• _Exercice 1_: D'après l'entretien sur la mobilité urbaine à Abidjan, combien de communes le Grand Abidjan couvre-t-il ?
• _Exercice 2_: Recopiez fidèlement l'entretien sur la mobilité urbaine à Abidjan de « Embouteillage, mauvais stationnement » à « (AMUGA) en 2019 ? ».

• _Extrait source_:
= = = = =

Embouteillages à Abidjan: ‘’Nous préparons une offensive …’’

 

Embouteillage, mauvais stationnement des ‘’Gbaka’’… / Fanny Djan (directeur de l’exploitation à l’Amuga)

Les premières nées des Autorités Organisatrice de la Mobilité Urbaine (AOMU) a vu jour dans le Grand Abidjan, zone géographique à forte densité d’habitants et de déplacement urbain couvrant 19 communes. L’Autorité de la Mobilité Urbaine dans le Grand Abidjan (AOMU). Puisque c’est d’elle qu’il s’agit, porte d’ambitieux projets selon son Directeur de l’exploitation, Fanny Djan, qui a accordé une interview à l’Expression.

 

    Qu’est-ce qui à justifier, selon vous, la création de L’Autorité de la Mobilité Urbaine dans le Grand Abidjan (AMUGA) en 2019 ?

En réalité, la création de l’AMUGA est l’aboutisse­ment de plusieurs réformes que le pays a connues. L’on peut citer le Programme d’investissement et d’A­justement des transports en Côte d’ivoire (CI-PAST) initié par le Banque mondiale en 1998. Ce projet prévoyait une vaste réforme qui a conduit à la privatisation du secteur de l’entretien routier et une réorganisation des transports publics. Cette réforme a per­mis de créer quatre struc­tures, deux sous la tutelle technique du ministère des infrastructures économiques d’alors et deux sous le min­istère des Transports. Il s’agit de l’AGEROUTE, le FER, la SONATT et l’AGÉTU. Pour ce qui est du ministère des Transport. Il y a eu une autre réforme en 2014 qui a dissous L’AGETU et la SONATT. Ensuite, avec la Loi d’orientation du trans­port intérieur (Loti) à voter et est désormais le cadre institutionnel et légal de référence. Puis le concept des Autorités Organisatrices de la Mobilité Urbaine (AOMU) a été intégré. Celles-ci répondent aux besoins de gestion ra­tionnelle des transports dans une zone géographique donnée. La première AOMU créée est celle du Grand Abidjan, c’est-à-dire l’AMUGA.

= = = = =

• _Données fournies_:

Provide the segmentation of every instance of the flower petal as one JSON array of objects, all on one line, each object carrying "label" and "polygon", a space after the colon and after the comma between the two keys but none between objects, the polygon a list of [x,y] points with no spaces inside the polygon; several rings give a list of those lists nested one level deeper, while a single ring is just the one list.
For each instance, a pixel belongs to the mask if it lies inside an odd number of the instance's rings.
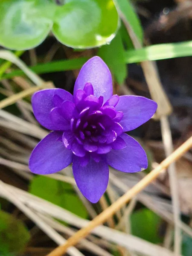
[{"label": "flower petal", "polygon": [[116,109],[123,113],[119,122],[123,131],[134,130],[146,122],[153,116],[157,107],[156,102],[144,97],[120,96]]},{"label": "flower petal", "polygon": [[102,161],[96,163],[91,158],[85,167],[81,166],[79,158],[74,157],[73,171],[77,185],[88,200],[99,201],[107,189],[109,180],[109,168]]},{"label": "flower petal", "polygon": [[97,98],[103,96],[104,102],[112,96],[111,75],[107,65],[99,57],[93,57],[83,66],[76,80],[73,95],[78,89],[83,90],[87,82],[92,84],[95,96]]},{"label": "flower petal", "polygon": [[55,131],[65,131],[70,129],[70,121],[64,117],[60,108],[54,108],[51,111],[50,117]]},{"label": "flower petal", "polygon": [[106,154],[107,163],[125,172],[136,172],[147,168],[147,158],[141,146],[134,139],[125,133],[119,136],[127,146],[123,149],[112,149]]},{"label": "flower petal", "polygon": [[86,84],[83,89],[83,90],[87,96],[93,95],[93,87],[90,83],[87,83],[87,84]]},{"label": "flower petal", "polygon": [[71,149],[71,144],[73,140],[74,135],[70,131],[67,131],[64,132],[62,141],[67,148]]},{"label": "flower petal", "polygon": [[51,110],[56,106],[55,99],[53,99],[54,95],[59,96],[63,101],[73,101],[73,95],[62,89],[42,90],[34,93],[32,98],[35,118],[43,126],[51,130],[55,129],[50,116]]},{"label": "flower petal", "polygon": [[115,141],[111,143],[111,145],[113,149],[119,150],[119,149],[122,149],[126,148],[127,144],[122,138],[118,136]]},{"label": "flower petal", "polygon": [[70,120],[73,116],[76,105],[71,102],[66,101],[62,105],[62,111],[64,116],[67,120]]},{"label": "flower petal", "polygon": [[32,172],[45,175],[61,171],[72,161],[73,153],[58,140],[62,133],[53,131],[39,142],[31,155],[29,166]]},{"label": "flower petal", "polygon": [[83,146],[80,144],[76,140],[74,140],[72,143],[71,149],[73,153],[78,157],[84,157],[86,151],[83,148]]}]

= = = = =

• _Réponse 1_: 19 communes.

• _Réponse 2_:
Embouteillage, mauvais stationnement des ‘’Gbaka’’… / Fanny Djan (directeur de l’exploitation à l’Amuga)

Les premières nées des Autorités Organisatrice de la Mobilité Urbaine (AOMU) a vu jour dans le Grand Abidjan, zone géographique à forte densité d’habitants et de déplacement urbain couvrant 19 communes. L’Autorité de la Mobilité Urbaine dans le Grand Abidjan (AOMU). Puisque c’est d’elle qu’il s’agit, porte d’ambitieux projets selon son Directeur de l’exploitation, Fanny Djan, qui a accordé une interview à l’Expression.

 

    Qu’est-ce qui à justifier, selon vous, la création de L’Autorité de la Mobilité Urbaine dans le Grand Abidjan (AMUGA) en 2019 ?